=== Tasks for this exercise ===
**1)** Copy the Typhoon Haiyan posts from "Few death reported" to "you got out!".
**2)** Write the next part of the Typhoon Haiyan posts, starting after their last sentence.

=== Text under study ===
○ ○ ○ ○ ○ ○ ○

Few death reported so far. The Philippines will be up and working again before the close of the next news cycle or two..
Here this would drag on for months or years...
She was truly awful. Glad you got out!
freeper alex w is in cebu hope he’s ok
LOTS of good info. here (meteorological forum):
http://www.storm2k.org/phpbb2/viewtopic.php?f=76&t=115958&start=1240
I tracked the thing throughout: This storm is at the very top of the list, for sure. Unbelievable satellite images; virtually a true “perfect storm” just before it hit. The so-called “ADT” (Dvorak) chart only goes to 8.0, our Navy (JTWC) pegged Haiyan for a while at 8.1.
First off, Tacloban City is devastated. The city is a horrid landscape of smashed buildings and completely defoliated trees, with widespread looting and unclaimed bodies decaying in the open air. The typhoon moved fast and didn't last long-- only a few hours-- but it struck the city with absolutely terrifying ferocity. At the height of the storm, as the wind rose to a scream, as windows exploded and as our solid-concrete downtown hotel trembled from the impact of flying debris, as pictures blew off the walls and as children became hysterical, a tremendous storm surge swept the entire downtown. Waterfront blocks were reduced to heaps of rubble. In our hotel, trapped first-floor guests smashed the windows of their rooms to keep from drowning and screamed for help, and we had to drop our cameras and pull them out on mattresses and physically carry the elderly and disabled to the second floor. Mark's leg was ripped open by a piece of debris and he'll require surgery. The city has no communication with the outside world. The hospitals are overflowing with the critically injured. The surrounding communities are mowed down. After a bleak night in a hot, pitch-black, trashed hotel, James, Mark, and I managed to get out of the city on a military chopper and get to Cebu via a C-130-- sitting next to corpses in body bags. Meteorologically, Super Typhoon HAIYAN was fascinating; from a human-interest standpoint, it was utterly ghastly. It's been difficult to process.

○ ○ ○ ○ ○ ○ ○

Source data
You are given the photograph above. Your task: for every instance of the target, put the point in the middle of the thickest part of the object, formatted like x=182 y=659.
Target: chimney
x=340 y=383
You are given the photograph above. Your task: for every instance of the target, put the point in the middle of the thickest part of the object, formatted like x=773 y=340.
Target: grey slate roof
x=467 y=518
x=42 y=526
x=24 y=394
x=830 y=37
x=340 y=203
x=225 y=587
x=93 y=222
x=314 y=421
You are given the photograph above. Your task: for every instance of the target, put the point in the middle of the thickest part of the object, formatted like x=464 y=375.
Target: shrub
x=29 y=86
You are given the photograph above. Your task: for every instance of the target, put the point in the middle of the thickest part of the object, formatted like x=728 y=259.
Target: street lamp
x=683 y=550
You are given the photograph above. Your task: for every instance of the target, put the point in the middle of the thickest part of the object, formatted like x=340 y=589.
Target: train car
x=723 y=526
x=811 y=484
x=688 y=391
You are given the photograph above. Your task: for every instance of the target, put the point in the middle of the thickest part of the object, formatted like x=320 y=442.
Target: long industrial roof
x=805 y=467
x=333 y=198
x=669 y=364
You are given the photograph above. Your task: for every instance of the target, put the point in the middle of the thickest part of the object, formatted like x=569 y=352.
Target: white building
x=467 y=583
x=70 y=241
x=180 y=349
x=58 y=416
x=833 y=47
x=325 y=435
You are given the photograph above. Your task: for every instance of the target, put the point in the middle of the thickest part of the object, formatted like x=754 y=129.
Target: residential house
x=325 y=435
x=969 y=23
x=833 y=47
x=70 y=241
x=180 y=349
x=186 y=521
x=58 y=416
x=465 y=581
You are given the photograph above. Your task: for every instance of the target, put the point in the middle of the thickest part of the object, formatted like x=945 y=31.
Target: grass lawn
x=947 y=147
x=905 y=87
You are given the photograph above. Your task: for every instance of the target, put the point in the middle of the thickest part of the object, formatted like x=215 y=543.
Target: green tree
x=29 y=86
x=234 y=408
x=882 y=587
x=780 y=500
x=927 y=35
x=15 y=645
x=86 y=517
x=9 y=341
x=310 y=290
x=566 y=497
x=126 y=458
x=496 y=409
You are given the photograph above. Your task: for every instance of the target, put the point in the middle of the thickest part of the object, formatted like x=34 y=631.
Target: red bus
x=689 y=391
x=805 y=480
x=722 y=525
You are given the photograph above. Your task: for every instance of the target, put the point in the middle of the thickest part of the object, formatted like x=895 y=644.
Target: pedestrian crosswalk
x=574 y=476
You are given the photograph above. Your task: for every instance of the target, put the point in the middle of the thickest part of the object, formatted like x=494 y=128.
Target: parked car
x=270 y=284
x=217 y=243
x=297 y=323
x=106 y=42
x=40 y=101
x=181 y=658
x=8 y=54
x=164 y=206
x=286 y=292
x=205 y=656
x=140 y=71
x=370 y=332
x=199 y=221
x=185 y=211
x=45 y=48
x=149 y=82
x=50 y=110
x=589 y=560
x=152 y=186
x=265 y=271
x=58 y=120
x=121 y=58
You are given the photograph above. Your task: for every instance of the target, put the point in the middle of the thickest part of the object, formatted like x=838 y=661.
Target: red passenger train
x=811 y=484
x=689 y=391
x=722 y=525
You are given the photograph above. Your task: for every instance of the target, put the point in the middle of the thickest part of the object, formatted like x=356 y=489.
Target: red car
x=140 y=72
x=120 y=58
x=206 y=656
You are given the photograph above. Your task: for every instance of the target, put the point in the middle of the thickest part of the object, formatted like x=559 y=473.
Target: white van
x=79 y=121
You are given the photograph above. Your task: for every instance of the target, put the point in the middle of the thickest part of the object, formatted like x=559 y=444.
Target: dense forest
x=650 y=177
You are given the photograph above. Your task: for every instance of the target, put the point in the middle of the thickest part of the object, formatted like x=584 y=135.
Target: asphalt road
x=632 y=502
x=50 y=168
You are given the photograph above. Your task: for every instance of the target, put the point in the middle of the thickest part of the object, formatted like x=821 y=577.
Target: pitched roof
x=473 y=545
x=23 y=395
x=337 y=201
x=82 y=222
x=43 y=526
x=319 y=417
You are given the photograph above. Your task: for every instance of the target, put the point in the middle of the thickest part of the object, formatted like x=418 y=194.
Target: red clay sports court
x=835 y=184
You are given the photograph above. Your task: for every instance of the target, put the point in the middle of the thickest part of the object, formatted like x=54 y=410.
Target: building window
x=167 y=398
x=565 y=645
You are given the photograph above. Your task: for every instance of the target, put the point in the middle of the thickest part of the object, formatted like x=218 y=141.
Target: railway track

○ ○ ○ ○ ○ ○ ○

=== Results of the exercise ===
**1)**
Few death reported so far. The Philippines will be up and working again before the close of the next news cycle or two..
Here this would drag on for months or years...
She was truly awful. Glad you got out!

**2)**
How many billions/trillions do they now print at the Fed to send over there to build them back. The USA will probably be the only nation that does this. All the Arab oil dollars and China will not send a Yen. Only America does this stuff. The Navy is probably sailing there now to assist. We do that you know. This un-Christian nation the Dictator calls us.
After going through Katrina, I'm in absolute awe of this typhoon - it was more like a huge tornado in power (went through the one that busted up Altus AFB in the early '80s - it looped around my house). Unless folks have been through either/both, they can only guess at it and they will always guess low...
Reporters confuse the storm of hype with actual storm strength and intensity. Camille remained a hurricane well inland. i was born over a decade later and I recall that there were still pockets of unrepaired damage in coastal towns, boarded up, with “Camille was here” spraypainted on the boards. The most memorable was the high water marks from the storm surge. I don’t know why but restaurants, hotels and such actually put a line and a measurement there, well up into the second story. Seems like that would be a deterrent to tourism but they did do that.
Sandy was hyped because it hit the northeast. People had no idea what to expect, buildings were very unwisely sited and constructed and the populace is, well, much more prone to complaining. The damage was immense, the whine larger still. The storm wasn’t.
Katrina appeared to be a death blow looming for New Orleans and the Louisiana coast, a Cat 5 but it slowed considerably to a 3 and veered off. I recall because there was a live thread here into the thousands of replies. The narrative was already set, however, and the hype rolled on. New Oreleans flooded, yep. A levee broke, yep. As if that’s never happened before. Damage was far, far worse at Pass Christian, Mississippi but the narrative of poor, downtrodden minorities desperately needing money was more important to the news media.
“Katrina made Sandy look anemic. Sandy got the extra creds because it hit a liberal bastion.”
Yea. Ray Nagin, his voters, and the riff raff of Bourbon Street just needed to be a little more liberal, LOL.